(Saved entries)
● ● ●
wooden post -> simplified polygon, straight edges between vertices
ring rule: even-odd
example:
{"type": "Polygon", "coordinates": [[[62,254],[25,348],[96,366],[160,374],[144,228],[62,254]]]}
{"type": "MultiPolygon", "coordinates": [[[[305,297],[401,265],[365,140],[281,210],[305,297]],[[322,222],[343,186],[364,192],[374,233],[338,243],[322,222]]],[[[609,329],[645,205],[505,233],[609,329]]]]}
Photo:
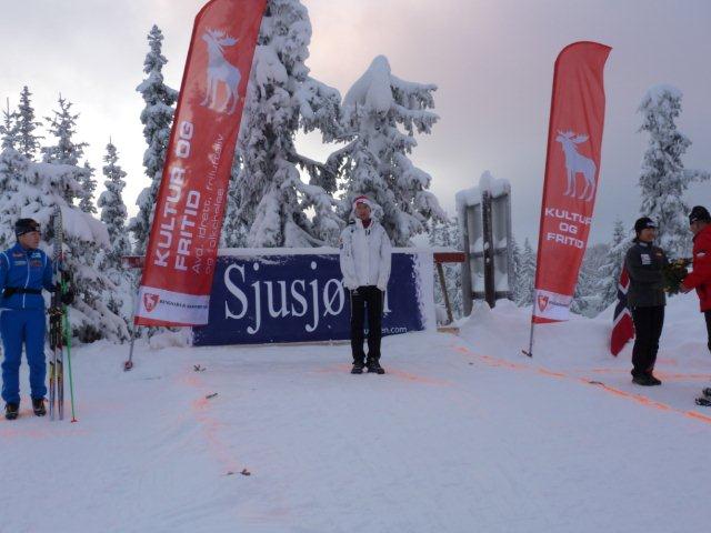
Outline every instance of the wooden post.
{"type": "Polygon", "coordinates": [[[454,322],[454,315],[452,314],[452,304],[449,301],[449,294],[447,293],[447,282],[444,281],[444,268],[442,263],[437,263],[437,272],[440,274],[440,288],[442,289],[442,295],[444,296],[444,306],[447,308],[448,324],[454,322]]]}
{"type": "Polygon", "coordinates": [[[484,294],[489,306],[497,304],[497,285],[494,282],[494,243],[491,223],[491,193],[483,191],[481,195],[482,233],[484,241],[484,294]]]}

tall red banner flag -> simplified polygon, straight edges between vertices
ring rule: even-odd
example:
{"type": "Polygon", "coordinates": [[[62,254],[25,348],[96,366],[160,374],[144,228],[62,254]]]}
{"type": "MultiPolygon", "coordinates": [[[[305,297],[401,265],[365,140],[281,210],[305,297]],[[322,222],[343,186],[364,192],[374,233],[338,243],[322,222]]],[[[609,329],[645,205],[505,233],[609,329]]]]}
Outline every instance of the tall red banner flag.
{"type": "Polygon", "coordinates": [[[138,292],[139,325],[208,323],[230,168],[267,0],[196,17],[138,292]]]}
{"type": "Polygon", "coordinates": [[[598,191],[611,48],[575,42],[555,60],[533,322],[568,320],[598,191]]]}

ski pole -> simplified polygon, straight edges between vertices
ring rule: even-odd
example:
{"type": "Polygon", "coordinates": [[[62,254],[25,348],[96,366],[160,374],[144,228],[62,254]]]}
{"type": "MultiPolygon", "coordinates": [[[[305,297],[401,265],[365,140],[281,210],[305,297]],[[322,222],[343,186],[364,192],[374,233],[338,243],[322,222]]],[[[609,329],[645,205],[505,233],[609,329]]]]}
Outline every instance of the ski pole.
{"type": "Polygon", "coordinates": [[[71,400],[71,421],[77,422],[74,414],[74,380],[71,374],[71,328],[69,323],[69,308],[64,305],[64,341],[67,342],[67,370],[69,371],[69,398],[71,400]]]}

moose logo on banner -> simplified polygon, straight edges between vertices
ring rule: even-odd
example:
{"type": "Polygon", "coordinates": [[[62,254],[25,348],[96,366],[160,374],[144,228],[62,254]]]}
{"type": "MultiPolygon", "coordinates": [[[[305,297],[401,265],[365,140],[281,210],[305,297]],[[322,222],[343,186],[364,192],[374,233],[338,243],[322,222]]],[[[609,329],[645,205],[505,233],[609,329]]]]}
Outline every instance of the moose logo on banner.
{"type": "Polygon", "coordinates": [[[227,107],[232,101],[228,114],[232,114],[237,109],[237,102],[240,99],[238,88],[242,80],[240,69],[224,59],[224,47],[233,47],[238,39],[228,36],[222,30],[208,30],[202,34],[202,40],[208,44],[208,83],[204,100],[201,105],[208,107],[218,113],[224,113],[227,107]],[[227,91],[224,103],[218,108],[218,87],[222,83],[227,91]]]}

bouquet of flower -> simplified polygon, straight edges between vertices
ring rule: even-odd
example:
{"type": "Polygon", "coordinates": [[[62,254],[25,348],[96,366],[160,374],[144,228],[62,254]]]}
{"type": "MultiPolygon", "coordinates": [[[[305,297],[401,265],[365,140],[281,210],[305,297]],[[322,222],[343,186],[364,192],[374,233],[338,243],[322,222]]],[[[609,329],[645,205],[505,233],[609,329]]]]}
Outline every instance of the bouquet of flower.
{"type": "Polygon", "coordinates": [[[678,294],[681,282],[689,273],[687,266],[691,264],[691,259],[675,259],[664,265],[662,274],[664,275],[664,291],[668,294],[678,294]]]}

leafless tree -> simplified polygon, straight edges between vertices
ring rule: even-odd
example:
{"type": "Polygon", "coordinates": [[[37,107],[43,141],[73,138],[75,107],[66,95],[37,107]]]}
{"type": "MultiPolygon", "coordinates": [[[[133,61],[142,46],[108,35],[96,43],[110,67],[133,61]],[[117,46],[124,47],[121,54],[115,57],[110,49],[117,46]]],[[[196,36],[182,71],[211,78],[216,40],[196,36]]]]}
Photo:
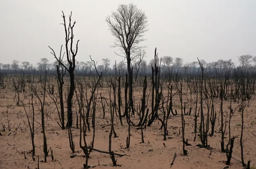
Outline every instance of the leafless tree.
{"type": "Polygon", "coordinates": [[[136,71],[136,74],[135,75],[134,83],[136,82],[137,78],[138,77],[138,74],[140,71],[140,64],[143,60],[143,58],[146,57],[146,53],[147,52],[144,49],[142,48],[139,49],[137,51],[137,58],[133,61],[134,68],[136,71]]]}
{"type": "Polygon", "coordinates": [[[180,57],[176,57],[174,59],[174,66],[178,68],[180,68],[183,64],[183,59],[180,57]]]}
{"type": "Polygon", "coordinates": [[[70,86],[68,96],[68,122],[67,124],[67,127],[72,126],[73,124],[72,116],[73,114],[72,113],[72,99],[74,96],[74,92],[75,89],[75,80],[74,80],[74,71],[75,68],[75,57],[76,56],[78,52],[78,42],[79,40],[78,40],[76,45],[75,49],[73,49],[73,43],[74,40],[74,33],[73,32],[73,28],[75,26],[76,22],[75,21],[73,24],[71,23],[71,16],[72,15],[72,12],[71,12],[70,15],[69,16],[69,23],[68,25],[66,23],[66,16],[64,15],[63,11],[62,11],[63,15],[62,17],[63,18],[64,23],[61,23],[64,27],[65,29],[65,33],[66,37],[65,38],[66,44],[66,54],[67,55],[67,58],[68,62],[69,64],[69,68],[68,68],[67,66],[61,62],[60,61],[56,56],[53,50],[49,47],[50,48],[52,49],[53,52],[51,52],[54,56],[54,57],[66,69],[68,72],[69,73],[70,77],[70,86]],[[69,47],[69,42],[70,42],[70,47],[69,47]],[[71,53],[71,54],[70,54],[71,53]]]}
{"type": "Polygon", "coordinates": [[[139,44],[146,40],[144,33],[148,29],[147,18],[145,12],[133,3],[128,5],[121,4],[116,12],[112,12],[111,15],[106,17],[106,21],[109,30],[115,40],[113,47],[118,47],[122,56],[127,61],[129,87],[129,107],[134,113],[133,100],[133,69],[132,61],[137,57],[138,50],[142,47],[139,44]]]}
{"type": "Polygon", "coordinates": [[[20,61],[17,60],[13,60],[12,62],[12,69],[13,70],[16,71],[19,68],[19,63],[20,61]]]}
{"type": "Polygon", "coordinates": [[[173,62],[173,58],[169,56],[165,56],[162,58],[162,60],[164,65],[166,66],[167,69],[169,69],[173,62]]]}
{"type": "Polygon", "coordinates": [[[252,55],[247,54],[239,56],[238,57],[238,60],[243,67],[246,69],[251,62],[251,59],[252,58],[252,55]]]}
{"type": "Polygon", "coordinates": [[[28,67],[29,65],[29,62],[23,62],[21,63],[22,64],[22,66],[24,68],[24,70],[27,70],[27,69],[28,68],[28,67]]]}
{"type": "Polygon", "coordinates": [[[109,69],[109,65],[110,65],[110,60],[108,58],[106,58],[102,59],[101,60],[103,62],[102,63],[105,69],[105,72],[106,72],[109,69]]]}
● ● ●
(The exercise) Rewrite the whole listing with "simplified polygon" replaced by "reduced outline" everywhere and nothing else changed. Omit the pictures from your copy.

(Solution to this exercise)
wooden post -> reduced outline, straight edges between vertices
ring rule: even-odd
example:
{"type": "Polygon", "coordinates": [[[62,254],[25,348],[96,366],[160,374],[144,228],[62,254]]]}
{"type": "MultiPolygon", "coordinates": [[[[305,297],[401,265],[365,140],[281,210],[305,297]],[[322,222],[343,186],[364,192],[374,233],[338,243],[322,222]]],[[[609,329],[645,205],[505,233],[609,329]]]]}
Photo:
Outline every instance of the wooden post.
{"type": "Polygon", "coordinates": [[[454,322],[454,315],[452,314],[452,304],[449,301],[449,294],[447,293],[447,282],[444,281],[444,268],[442,263],[437,263],[437,272],[440,274],[440,288],[442,289],[442,295],[444,296],[444,306],[447,308],[448,324],[454,322]]]}
{"type": "Polygon", "coordinates": [[[484,294],[489,306],[497,304],[497,285],[494,282],[494,243],[491,223],[491,193],[483,191],[481,195],[482,233],[484,241],[484,294]]]}

tall red banner flag -> reduced outline, straight edges between vertices
ring rule: even-odd
example:
{"type": "Polygon", "coordinates": [[[62,254],[25,348],[96,366],[160,374],[144,228],[62,254]]]}
{"type": "MultiPolygon", "coordinates": [[[[305,297],[401,265],[365,140],[281,210],[305,297]],[[322,222],[343,186],[364,192],[374,233],[338,243],[322,222]]],[[[609,329],[645,205],[505,233],[609,329]]]]}
Outline every instance of the tall red banner flag.
{"type": "Polygon", "coordinates": [[[138,292],[139,325],[208,323],[230,168],[267,0],[196,17],[138,292]]]}
{"type": "Polygon", "coordinates": [[[598,191],[611,48],[575,42],[555,60],[533,322],[568,320],[598,191]]]}

ski pole -> reduced outline, straight edges between vertices
ring rule: even-odd
example:
{"type": "Polygon", "coordinates": [[[62,254],[25,348],[96,366],[160,374],[144,228],[62,254]]]}
{"type": "MultiPolygon", "coordinates": [[[[305,297],[401,265],[365,140],[281,210],[305,297]],[[322,222],[343,186],[364,192],[374,233],[338,243],[322,222]]],[[[609,329],[645,205],[505,233],[609,329]]]]}
Outline every instance of the ski pole.
{"type": "Polygon", "coordinates": [[[71,400],[71,421],[77,422],[74,414],[74,380],[71,374],[71,328],[69,323],[69,308],[64,305],[64,341],[67,342],[67,370],[69,371],[69,398],[71,400]]]}

moose logo on banner -> reduced outline, straight edges between vertices
ring rule: even-odd
example:
{"type": "Polygon", "coordinates": [[[62,254],[25,348],[96,366],[160,374],[144,228],[62,254]]]}
{"type": "MultiPolygon", "coordinates": [[[[305,297],[401,265],[365,140],[281,210],[305,297]],[[322,222],[343,186],[364,192],[374,233],[338,243],[322,222]]],[[[609,329],[645,205],[505,233],[609,329]]]]}
Outline every instance of the moose logo on banner.
{"type": "Polygon", "coordinates": [[[227,107],[232,101],[228,114],[232,114],[237,109],[237,102],[240,99],[238,88],[242,80],[240,69],[224,59],[224,47],[233,47],[238,39],[228,36],[222,30],[208,30],[202,34],[202,40],[208,44],[208,83],[204,100],[201,105],[208,107],[218,113],[224,113],[227,107]],[[227,91],[224,103],[218,108],[218,87],[222,83],[227,91]]]}

bouquet of flower -> reduced outline, straight edges between vertices
ring rule: even-odd
example:
{"type": "Polygon", "coordinates": [[[62,254],[25,348],[96,366],[160,374],[144,228],[62,254]]]}
{"type": "MultiPolygon", "coordinates": [[[[305,297],[401,265],[365,140],[281,210],[305,297]],[[322,222],[343,186],[364,192],[374,233],[338,243],[322,222]]],[[[609,329],[645,205],[505,233],[609,329]]]]}
Outline every instance of the bouquet of flower.
{"type": "Polygon", "coordinates": [[[678,294],[681,282],[689,273],[687,266],[691,264],[691,259],[675,259],[664,265],[662,274],[664,275],[664,291],[668,294],[678,294]]]}

leafless tree -> reduced outline, straight edges between vertices
ring rule: even-odd
example:
{"type": "Polygon", "coordinates": [[[37,107],[43,141],[73,138],[75,107],[66,95],[37,107]]]}
{"type": "MultiPolygon", "coordinates": [[[[133,61],[142,46],[108,35],[96,43],[110,67],[133,61]],[[117,46],[124,47],[121,54],[115,57],[110,49],[117,46]]],[[[196,36],[182,71],[211,78],[216,40],[196,36]]]]}
Photo:
Outline every instance of the leafless tree.
{"type": "Polygon", "coordinates": [[[136,71],[136,74],[135,75],[134,83],[136,82],[137,78],[138,77],[138,74],[140,71],[140,64],[143,60],[143,58],[146,57],[146,53],[147,52],[144,49],[142,48],[139,49],[137,51],[137,58],[133,61],[134,68],[136,71]]]}
{"type": "Polygon", "coordinates": [[[180,57],[176,57],[174,59],[174,66],[178,68],[180,68],[183,64],[183,59],[180,57]]]}
{"type": "Polygon", "coordinates": [[[70,86],[68,96],[68,122],[67,124],[67,127],[72,126],[73,124],[72,116],[73,114],[72,113],[72,99],[74,96],[74,92],[75,89],[75,80],[74,80],[74,71],[75,68],[75,57],[76,56],[78,52],[78,42],[79,40],[78,40],[76,45],[75,49],[73,49],[73,43],[74,40],[74,33],[73,32],[73,28],[75,26],[76,22],[75,21],[73,24],[71,23],[71,16],[72,15],[72,12],[71,12],[70,15],[69,16],[69,23],[68,25],[66,23],[66,16],[64,15],[63,11],[62,11],[63,15],[62,17],[63,18],[64,23],[61,23],[64,27],[65,29],[65,33],[66,37],[65,38],[66,44],[66,54],[67,55],[67,58],[68,62],[69,64],[69,68],[68,68],[67,66],[61,62],[60,61],[56,56],[53,50],[49,47],[50,48],[52,49],[53,52],[51,52],[54,56],[54,57],[66,69],[68,72],[69,73],[70,77],[70,86]],[[69,47],[69,42],[70,42],[70,47],[69,47]],[[71,53],[71,54],[70,54],[71,53]]]}
{"type": "Polygon", "coordinates": [[[139,44],[146,40],[144,33],[148,29],[147,18],[145,12],[133,3],[128,5],[121,4],[116,12],[112,12],[111,15],[106,17],[106,21],[109,30],[115,40],[113,47],[118,47],[122,56],[127,61],[129,87],[129,107],[134,113],[133,100],[133,69],[132,61],[137,57],[138,50],[142,47],[139,44]]]}
{"type": "Polygon", "coordinates": [[[20,61],[17,60],[13,60],[12,62],[12,69],[13,70],[16,71],[19,68],[19,63],[20,61]]]}
{"type": "Polygon", "coordinates": [[[173,62],[173,58],[169,56],[165,56],[162,58],[162,60],[164,65],[166,66],[167,69],[169,69],[173,62]]]}
{"type": "Polygon", "coordinates": [[[252,55],[247,54],[239,56],[238,57],[238,60],[243,67],[246,69],[251,62],[251,59],[252,58],[252,55]]]}
{"type": "Polygon", "coordinates": [[[28,67],[29,65],[29,62],[23,62],[21,63],[22,64],[22,66],[24,68],[24,70],[27,70],[27,69],[28,68],[28,67]]]}
{"type": "Polygon", "coordinates": [[[109,69],[109,65],[110,65],[110,60],[108,58],[106,58],[102,59],[101,60],[103,62],[102,63],[105,69],[105,72],[106,72],[109,69]]]}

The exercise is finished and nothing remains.